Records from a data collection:
=== Section Start ===

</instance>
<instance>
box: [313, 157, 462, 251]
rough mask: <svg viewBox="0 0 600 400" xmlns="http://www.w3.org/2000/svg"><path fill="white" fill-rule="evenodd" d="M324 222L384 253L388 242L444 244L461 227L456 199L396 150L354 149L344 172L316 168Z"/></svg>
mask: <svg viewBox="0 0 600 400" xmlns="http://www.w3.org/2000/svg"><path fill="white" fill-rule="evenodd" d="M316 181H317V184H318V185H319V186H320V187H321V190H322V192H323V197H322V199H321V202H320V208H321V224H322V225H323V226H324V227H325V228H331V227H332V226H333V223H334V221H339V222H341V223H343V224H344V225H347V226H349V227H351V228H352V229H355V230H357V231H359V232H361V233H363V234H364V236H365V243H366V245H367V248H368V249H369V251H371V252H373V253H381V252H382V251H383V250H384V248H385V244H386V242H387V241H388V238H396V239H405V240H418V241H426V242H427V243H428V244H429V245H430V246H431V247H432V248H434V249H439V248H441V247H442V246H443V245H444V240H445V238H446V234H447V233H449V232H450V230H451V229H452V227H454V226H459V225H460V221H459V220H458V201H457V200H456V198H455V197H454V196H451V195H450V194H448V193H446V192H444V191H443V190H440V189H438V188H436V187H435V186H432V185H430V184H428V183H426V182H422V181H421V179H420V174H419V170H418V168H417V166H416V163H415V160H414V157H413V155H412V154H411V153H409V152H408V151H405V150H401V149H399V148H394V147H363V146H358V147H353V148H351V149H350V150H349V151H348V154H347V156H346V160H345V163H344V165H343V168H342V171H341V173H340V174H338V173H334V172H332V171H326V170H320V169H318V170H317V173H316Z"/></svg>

=== Section End ===

Assignment - Give the records above again, word for word.

Response -
</instance>
<instance>
box: [313, 157, 462, 251]
rough mask: <svg viewBox="0 0 600 400" xmlns="http://www.w3.org/2000/svg"><path fill="white" fill-rule="evenodd" d="M324 222L384 253L388 242L444 244L461 227L456 199L396 150L354 149L344 172L316 168Z"/></svg>
mask: <svg viewBox="0 0 600 400" xmlns="http://www.w3.org/2000/svg"><path fill="white" fill-rule="evenodd" d="M316 181H317V184H318V185H319V186H320V187H321V190H322V192H323V197H322V199H321V202H320V208H321V224H322V225H323V226H324V227H325V228H331V227H332V226H333V223H334V221H339V222H341V223H343V224H344V225H347V226H349V227H351V228H352V229H355V230H357V231H359V232H361V233H363V234H364V236H365V243H366V245H367V248H368V249H369V251H371V252H373V253H381V252H382V251H383V250H384V248H385V244H386V242H387V241H388V238H396V239H405V240H418V241H426V242H427V243H428V244H429V245H430V246H431V247H432V248H434V249H439V248H441V247H442V246H443V245H444V240H445V238H446V234H447V233H449V232H450V230H451V229H452V227H454V226H459V225H460V221H459V220H458V201H457V200H456V198H455V197H454V196H451V195H450V194H448V193H446V192H444V191H443V190H440V189H438V188H436V187H435V186H432V185H430V184H428V183H426V182H422V181H421V179H420V174H419V170H418V168H417V166H416V163H415V160H414V157H413V155H412V154H411V153H409V152H408V151H405V150H401V149H399V148H394V147H363V146H358V147H353V148H351V149H350V150H349V151H348V154H347V156H346V160H345V163H344V165H343V168H342V171H341V173H340V174H338V173H334V172H332V171H326V170H320V169H318V170H317V173H316Z"/></svg>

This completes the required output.